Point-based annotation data

* start *

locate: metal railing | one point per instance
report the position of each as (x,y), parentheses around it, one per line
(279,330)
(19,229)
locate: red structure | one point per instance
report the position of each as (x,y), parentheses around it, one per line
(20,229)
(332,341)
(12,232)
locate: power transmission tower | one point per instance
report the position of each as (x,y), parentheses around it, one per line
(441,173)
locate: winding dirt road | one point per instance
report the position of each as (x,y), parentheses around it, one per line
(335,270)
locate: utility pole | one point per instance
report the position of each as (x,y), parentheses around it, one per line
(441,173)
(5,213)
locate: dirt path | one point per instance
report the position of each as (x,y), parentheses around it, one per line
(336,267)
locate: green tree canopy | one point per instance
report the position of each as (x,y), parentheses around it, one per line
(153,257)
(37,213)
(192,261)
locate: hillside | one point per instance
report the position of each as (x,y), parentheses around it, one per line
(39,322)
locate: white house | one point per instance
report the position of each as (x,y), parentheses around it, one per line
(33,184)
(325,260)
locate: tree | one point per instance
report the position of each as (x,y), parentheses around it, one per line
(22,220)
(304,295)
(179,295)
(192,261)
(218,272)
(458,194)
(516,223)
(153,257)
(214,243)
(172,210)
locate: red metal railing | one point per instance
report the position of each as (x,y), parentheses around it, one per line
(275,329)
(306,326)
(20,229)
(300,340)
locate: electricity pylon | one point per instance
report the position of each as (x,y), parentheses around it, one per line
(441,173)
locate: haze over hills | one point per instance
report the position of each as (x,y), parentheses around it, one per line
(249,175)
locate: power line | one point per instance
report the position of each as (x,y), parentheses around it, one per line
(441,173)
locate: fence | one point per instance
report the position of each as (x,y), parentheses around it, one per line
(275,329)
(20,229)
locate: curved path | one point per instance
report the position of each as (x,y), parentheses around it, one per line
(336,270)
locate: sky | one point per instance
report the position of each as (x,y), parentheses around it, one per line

* end *

Your task
Extract all the entries word for word.

Solution to the exercise
locate: metal railing | one point per instance
report the position of each as (x,y), parentheses around it, one per line
(279,330)
(19,229)
locate: red structure | one point per instance
report the position of each as (x,y), parentheses around it, one per line
(20,229)
(332,341)
(12,232)
locate: power transmission tower | one point per instance
report the position of each as (x,y), parentheses around it, one per line
(441,173)
locate: winding dirt road | one point per instance
report the position of each as (x,y), parentheses around it, one per line
(335,270)
locate: utility pole | one point per instance
report the position of each as (x,y), parentheses around it, one per line
(441,173)
(5,213)
locate: dirt path | one point per instance
report the position of each as (x,y), parentheses around it, one per line
(336,267)
locate: green tree canopy | one point per instance
report the position of each as (x,y), parentheses around it, one per line
(153,257)
(37,213)
(192,261)
locate: hillside | one point per instance
report the position of each as (x,y), parentheses around it, one per line
(39,322)
locate: white house | one point per instance
report the position of each as (x,y), parentheses around it, one per line
(33,184)
(325,260)
locate: tree | one point per instance
report the position of each as (x,y), parentheses around it, one per line
(22,220)
(304,295)
(179,295)
(192,261)
(218,272)
(458,194)
(516,223)
(153,257)
(214,243)
(172,210)
locate: red metal railing | one point per instance
report the position of each as (x,y), parentheses around it, one per line
(275,329)
(306,326)
(20,229)
(300,340)
locate: electricity pylon | one point per instance
report the position of each as (x,y), parentheses around it, one per line
(441,173)
locate: haze over hills | one point per instance
report the position of each as (x,y), parentheses around it, one per line
(249,175)
locate: power line | one point per instance
report the position of each as (x,y), parentheses around it, one per line
(441,173)
locate: fence | one point per instance
report the position of each as (x,y), parentheses around it, one per line
(275,329)
(20,229)
locate: curved path | one point per instance
report the position of each as (x,y), parentheses around it, one per line
(336,270)
locate: sky | one point per instance
report the position of each as (x,y), parentheses around it, one per line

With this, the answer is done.